ENTRIES:
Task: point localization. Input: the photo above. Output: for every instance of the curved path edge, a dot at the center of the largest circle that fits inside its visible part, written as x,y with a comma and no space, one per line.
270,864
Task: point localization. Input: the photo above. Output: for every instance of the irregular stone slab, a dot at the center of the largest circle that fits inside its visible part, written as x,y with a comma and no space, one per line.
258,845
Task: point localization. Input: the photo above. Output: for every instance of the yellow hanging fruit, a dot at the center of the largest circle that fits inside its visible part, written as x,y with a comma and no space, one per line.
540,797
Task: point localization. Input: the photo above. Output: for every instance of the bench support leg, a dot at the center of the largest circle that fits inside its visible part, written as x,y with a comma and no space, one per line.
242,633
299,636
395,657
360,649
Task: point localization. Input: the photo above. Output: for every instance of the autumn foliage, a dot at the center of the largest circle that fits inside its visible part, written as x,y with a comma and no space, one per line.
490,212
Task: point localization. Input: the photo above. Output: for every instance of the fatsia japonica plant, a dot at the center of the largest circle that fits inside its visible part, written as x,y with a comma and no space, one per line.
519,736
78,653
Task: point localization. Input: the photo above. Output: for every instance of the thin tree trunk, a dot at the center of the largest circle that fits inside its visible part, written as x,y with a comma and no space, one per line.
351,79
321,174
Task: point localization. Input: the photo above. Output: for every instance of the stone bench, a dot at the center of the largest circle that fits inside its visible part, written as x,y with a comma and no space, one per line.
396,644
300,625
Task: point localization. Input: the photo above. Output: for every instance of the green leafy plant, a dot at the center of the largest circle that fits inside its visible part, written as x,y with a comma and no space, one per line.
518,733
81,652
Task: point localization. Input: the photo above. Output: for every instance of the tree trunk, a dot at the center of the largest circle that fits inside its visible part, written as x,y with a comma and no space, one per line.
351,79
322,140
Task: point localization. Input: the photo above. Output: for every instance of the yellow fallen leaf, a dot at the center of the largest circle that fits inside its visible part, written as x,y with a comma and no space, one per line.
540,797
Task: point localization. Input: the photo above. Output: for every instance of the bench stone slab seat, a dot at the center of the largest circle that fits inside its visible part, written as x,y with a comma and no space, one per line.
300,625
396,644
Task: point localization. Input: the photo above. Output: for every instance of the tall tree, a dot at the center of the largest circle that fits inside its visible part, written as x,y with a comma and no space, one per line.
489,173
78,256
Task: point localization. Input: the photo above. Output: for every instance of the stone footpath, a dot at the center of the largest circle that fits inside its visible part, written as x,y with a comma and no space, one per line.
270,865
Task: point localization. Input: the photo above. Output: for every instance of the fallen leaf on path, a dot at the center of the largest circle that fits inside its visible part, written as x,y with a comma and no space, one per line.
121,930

EXERCISE AIM: Could you turn the listing above into a Markdown table with two columns, Row and Line, giving each line of the listing its own numbered row and leaving out blank lines?

RESULT FOR THIS EXERCISE:
| Row | Line |
|---|---|
| 1 | Task: point localization. Input: the photo above. Output: for every instance of the curved path edge, a dot at the center of the largest circle that fits inside its visible part, written as x,y with a comma and no space, one per line. |
| 2 | 270,864 |
| 3 | Task: point localization. Input: the photo above. Output: for every instance of the irregular stone slab, a dot at the center of the largest circle that fits inside its visible part, written as x,y with a comma and no space, one per line. |
| 4 | 258,845 |
| 5 | Task: point localization. Input: the photo above. Output: for every instance of the yellow hanging fruit, a dot at the center of the largest circle that fits inside its visible part, written as x,y with a comma and no space, one per line. |
| 6 | 540,797 |
| 7 | Task: point localization. Input: the photo above. Output: for every instance of the bench support leg, a dot at the center of the largest circle that fits inside its visible part, written as x,y with a comma and no space, one per line. |
| 8 | 242,633 |
| 9 | 299,636 |
| 10 | 395,657 |
| 11 | 360,649 |
| 12 | Task: point localization. Input: the photo above. Output: for every instance of the autumn foliage, a dot at the center of the largest circle that fits inside its visible part, written as x,y with a comma and no space, one per line. |
| 13 | 490,212 |
| 14 | Task: point localization. Input: the photo above. Output: for every instance of the fatsia japonica plant, a dot at the center of the largest circle that fits inside its visible part, written as x,y with a comma and no space, one per line. |
| 15 | 519,736 |
| 16 | 78,653 |
| 17 | Task: point localization. Input: the photo above. Output: for every instance of the thin tree trunk, a dot at the center of the largest circle that fits inside its visible part, written as x,y with a comma and no space, one per line. |
| 18 | 351,79 |
| 19 | 321,174 |
| 20 | Task: point localization. Input: the photo above. Output: for every instance of the stone bench, a dot at the center of the largest circle that fits inside its visible part, written as x,y with a comma and no space, one per line. |
| 21 | 396,644 |
| 22 | 300,625 |
| 23 | Task: point localization. Input: the photo above. Output: for every instance of the green leafy plant, a dot at the center of the largest circle that fits inside its visible part, written as x,y with a comma and no space, one per line. |
| 24 | 518,733 |
| 25 | 81,652 |
| 26 | Task: point localization. Input: the photo above. Output: for every instance of the tree trunk, a dot at the center of the largest circle that fits inside its visible part, written as x,y with a comma and no space, one per line. |
| 27 | 351,79 |
| 28 | 322,140 |
| 29 | Task: point localization. Input: the photo above. Output: for every instance of the yellow fallen leaf, a dot at the center of the largest circle that fits inside its visible part, written as x,y with a comma and no space, one per line. |
| 30 | 540,797 |
| 31 | Task: point localization. Input: the photo above. Output: for every instance of the bench stone slab seat, a dot at the center of the largest circle that fits inside its visible part, written as x,y with a comma and no space, one per line. |
| 32 | 300,625 |
| 33 | 396,644 |
| 34 | Task: point localization. Input: the photo above. Output: for every instance of the tall tree, a dot at the center of the largest circle that fits inside its visible part, written as x,y with a comma and no space, one per line. |
| 35 | 489,173 |
| 36 | 78,256 |
| 37 | Task: point localization. Input: the photo above. Output: for every instance of the stone footpath, a dot at the center of the largest circle that fits inside its visible part, written as x,y with a comma and no space, one per line. |
| 38 | 270,865 |
| 39 | Task: point localization. Input: the photo above. Output: for every instance of the fallen leaf on path, a dot at the center of the largest circle that fits inside its visible part, written as x,y with a comma and no space, one per line. |
| 40 | 121,930 |